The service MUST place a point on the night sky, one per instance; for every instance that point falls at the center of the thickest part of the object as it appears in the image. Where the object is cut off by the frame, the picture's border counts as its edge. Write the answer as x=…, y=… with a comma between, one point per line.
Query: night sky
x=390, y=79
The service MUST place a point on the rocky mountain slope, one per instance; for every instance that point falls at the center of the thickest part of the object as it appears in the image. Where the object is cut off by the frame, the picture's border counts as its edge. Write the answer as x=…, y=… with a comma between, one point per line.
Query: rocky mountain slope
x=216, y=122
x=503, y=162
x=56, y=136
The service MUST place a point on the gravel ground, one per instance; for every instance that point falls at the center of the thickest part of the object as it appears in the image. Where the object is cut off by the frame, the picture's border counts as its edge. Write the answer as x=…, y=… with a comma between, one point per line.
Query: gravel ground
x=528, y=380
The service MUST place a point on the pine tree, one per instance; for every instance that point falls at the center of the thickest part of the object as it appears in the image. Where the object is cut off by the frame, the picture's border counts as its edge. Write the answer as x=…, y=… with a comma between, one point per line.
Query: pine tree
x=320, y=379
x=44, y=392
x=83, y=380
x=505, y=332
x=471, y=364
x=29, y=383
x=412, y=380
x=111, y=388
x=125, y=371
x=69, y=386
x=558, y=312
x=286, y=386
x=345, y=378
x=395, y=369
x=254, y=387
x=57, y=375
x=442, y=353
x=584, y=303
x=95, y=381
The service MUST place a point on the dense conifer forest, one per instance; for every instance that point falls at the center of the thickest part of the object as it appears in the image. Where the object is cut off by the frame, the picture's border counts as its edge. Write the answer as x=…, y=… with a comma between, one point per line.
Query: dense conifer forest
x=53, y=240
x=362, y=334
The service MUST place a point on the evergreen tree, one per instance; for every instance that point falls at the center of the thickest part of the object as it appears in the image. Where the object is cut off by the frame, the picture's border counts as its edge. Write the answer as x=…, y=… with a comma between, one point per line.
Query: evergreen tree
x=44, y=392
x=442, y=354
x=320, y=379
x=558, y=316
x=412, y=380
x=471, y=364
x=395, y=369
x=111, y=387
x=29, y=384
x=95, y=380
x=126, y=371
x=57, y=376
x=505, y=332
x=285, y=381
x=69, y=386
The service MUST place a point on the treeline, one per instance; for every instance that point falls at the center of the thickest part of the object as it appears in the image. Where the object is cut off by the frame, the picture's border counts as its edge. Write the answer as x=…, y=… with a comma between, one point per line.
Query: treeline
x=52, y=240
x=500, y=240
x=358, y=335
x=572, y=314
★ ★ ★ ★ ★ ★ ★
Reproduce all of the rows above word for word, with every line kept in its original order.

The service MUST place a point on the night sky, one per instance; for every instance that point falls at the center of the thickest part of the object as it appears in the image. Where the object is cut off by the frame, the picture's border counts as its edge. Write the answer as x=…, y=… with a comma between, one point per line.
Query: night sky
x=390, y=79
The service MUST place a point on the rocky mountain slope, one per instance; for every instance that point falls at the center of the thickest part of the object as it appears in the image. Where the object is cut off by the frame, the picture's border counts as its edge. Write the answer as x=…, y=… with a comma between, one point per line.
Query: rocky mountain slope
x=216, y=122
x=503, y=162
x=56, y=136
The service MUST place a point on the gravel ground, one per instance; for every instance that point falls at the center of the thickest part of the object as it appears in the image. Where the object is cut off by the frame, the picture's border counts as its edge. Write the answer as x=…, y=… with a comma between, one point per line.
Query: gravel ground
x=528, y=380
The service MUST place a point on the pine tree, one per instance; for every instance that point falls at the center of the thickest part of the object as it appears in the image. Where the object is cut off by the frame, the picture's border counts as its edge. Write the answer as x=…, y=… with a comma between, one point per line.
Query: pine tree
x=320, y=379
x=44, y=392
x=83, y=380
x=505, y=332
x=471, y=364
x=29, y=383
x=412, y=380
x=111, y=388
x=125, y=371
x=69, y=386
x=558, y=312
x=286, y=386
x=345, y=378
x=395, y=369
x=254, y=387
x=57, y=375
x=442, y=353
x=584, y=303
x=95, y=381
The service MUST place a point on the dense conifer forest, one per instance; for every instance that point falls at the center of the thickest part of the object as it appears in the image. Where the object is cut off by the frame, the picture's border counts as its edge. Write the answer as x=…, y=… with a comma between, one point per line.
Query: dense conifer forest
x=53, y=240
x=362, y=334
The service MUST place a point on the evergreen tree, one per instance; for every instance that point falls at the center of the thickest part of the object as it appears in the image. Where the object is cut off by the frame, the picture's border counts as its edge. Write the answer as x=…, y=… with a comma between, one point per line.
Query: evergreen tree
x=44, y=392
x=442, y=354
x=320, y=379
x=558, y=316
x=412, y=380
x=471, y=364
x=395, y=369
x=111, y=387
x=29, y=384
x=95, y=380
x=126, y=371
x=57, y=376
x=505, y=332
x=285, y=381
x=69, y=386
The service MUST place a point on the treeline, one per instance; for every instance that point falls at the center of the thickest part of the object as it appears in the image. Where the object is cut off by the frame, the picture's border counts as its edge. Write the answer as x=…, y=… with a comma between, one point per line.
Query: treeline
x=52, y=240
x=500, y=240
x=358, y=335
x=572, y=314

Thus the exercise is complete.